Stored data
---

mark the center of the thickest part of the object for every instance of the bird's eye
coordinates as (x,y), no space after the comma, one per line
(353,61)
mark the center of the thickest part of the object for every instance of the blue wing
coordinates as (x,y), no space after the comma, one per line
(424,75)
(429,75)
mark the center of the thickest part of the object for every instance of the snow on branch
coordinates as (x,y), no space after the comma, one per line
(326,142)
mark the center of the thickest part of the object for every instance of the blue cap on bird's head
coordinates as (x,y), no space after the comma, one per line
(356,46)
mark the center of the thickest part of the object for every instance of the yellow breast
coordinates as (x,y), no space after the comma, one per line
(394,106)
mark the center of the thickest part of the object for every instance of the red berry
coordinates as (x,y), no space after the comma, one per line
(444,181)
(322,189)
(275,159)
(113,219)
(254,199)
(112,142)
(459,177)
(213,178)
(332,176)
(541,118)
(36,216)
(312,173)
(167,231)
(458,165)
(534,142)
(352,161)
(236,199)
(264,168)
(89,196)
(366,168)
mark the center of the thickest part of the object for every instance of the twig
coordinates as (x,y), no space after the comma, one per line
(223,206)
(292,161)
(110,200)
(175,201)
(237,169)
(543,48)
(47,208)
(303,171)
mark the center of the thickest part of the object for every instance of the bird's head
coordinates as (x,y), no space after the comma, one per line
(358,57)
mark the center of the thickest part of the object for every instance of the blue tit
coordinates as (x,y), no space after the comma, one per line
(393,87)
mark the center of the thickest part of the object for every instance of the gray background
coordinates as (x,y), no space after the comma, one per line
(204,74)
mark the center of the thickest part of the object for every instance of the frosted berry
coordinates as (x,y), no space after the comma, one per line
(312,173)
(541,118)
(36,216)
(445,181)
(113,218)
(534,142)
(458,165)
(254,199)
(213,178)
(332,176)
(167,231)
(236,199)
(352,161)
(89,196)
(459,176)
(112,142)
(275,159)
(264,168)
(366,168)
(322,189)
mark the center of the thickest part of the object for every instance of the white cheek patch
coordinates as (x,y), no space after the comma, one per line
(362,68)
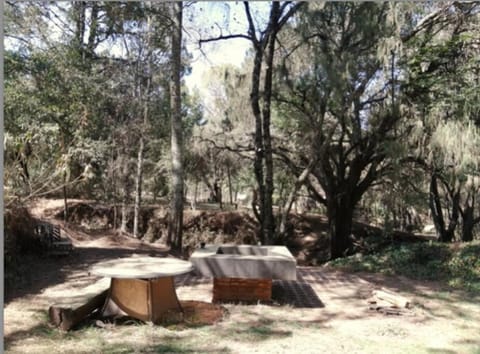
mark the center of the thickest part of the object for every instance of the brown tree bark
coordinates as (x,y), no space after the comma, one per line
(176,216)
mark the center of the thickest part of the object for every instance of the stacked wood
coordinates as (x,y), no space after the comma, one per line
(66,318)
(241,290)
(389,303)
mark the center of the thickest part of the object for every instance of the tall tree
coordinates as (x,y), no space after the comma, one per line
(176,216)
(336,91)
(264,42)
(443,88)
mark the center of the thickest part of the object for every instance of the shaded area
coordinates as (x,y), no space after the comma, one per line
(39,272)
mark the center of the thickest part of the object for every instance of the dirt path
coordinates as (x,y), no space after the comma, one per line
(330,314)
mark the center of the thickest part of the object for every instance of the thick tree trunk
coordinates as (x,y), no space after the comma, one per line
(259,149)
(176,217)
(138,188)
(143,129)
(125,195)
(291,198)
(467,225)
(65,199)
(269,221)
(445,234)
(340,220)
(229,180)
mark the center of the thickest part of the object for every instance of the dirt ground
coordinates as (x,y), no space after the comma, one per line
(324,311)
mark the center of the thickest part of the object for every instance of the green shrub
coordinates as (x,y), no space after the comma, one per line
(456,265)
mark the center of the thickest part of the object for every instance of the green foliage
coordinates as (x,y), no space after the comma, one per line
(458,266)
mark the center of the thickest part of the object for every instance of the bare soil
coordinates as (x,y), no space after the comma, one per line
(325,311)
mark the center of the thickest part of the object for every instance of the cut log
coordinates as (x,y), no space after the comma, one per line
(394,299)
(67,318)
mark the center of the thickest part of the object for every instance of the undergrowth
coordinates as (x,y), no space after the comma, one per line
(456,265)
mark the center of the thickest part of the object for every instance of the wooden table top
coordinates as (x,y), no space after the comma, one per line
(138,267)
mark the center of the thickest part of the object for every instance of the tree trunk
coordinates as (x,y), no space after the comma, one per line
(138,188)
(258,161)
(445,234)
(143,129)
(467,224)
(65,197)
(291,198)
(125,195)
(269,221)
(229,179)
(340,220)
(176,217)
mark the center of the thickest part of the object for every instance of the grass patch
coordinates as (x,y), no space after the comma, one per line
(456,265)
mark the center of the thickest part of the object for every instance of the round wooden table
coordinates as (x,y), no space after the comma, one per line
(141,287)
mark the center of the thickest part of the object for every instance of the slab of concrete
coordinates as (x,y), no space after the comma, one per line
(244,261)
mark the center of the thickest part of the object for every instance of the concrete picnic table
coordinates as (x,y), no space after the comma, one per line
(141,287)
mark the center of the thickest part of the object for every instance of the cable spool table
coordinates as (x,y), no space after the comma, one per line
(141,287)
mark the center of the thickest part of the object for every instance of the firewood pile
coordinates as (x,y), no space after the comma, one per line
(389,303)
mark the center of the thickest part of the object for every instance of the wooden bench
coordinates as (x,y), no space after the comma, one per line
(50,237)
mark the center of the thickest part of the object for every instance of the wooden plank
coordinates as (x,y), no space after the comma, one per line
(392,298)
(242,289)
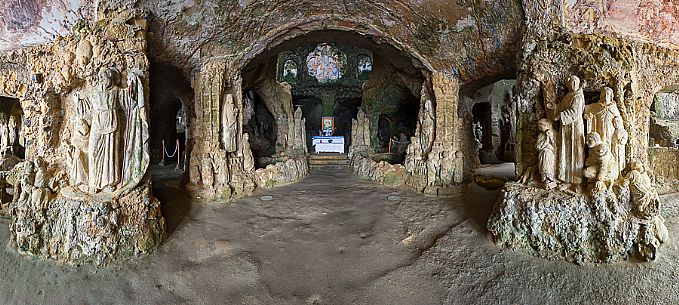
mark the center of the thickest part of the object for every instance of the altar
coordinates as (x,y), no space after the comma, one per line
(328,144)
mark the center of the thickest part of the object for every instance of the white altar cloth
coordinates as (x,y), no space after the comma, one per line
(328,144)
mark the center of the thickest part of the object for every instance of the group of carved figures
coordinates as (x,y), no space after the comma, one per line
(9,130)
(96,141)
(561,156)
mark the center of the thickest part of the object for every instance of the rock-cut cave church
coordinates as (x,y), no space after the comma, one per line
(339,152)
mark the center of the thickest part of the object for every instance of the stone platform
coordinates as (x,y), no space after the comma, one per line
(574,227)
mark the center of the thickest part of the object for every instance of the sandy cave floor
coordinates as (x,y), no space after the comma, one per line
(335,239)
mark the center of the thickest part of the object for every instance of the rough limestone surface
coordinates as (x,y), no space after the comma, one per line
(664,163)
(54,214)
(83,229)
(282,173)
(577,228)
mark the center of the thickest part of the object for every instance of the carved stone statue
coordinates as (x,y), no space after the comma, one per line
(136,155)
(248,160)
(427,123)
(600,166)
(229,124)
(79,145)
(434,168)
(645,202)
(458,165)
(620,138)
(478,135)
(572,135)
(602,116)
(360,129)
(4,135)
(207,173)
(104,143)
(546,158)
(412,155)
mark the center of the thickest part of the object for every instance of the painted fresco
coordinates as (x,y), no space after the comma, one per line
(326,63)
(30,22)
(648,20)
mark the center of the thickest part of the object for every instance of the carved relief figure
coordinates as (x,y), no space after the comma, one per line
(11,125)
(458,165)
(104,165)
(620,138)
(427,122)
(603,116)
(571,137)
(4,135)
(546,158)
(599,163)
(478,135)
(360,131)
(229,124)
(248,160)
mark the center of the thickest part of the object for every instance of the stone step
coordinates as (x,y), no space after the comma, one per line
(329,167)
(329,162)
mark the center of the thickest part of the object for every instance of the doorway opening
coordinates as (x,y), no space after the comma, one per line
(12,146)
(170,101)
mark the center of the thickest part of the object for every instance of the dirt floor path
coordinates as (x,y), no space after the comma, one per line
(335,239)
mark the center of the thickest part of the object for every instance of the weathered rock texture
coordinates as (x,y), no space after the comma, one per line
(53,216)
(577,228)
(597,227)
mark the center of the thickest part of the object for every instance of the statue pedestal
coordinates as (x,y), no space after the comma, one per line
(574,227)
(75,227)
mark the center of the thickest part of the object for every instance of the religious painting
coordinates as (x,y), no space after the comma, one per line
(328,124)
(326,63)
(289,70)
(364,66)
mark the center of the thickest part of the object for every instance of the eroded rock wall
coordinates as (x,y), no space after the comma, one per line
(65,207)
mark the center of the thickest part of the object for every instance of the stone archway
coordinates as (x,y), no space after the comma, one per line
(435,165)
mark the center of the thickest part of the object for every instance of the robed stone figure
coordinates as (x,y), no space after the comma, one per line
(104,140)
(571,137)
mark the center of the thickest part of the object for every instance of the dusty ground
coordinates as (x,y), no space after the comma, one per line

---

__Required action__.
What is needed is a copy of every line above in which "path" appears.

__Solved exercise__.
mark the center of the thickest part of the object for every instance of the dirt path
mark the center of the thickest part of the object for every instance of the dirt floor path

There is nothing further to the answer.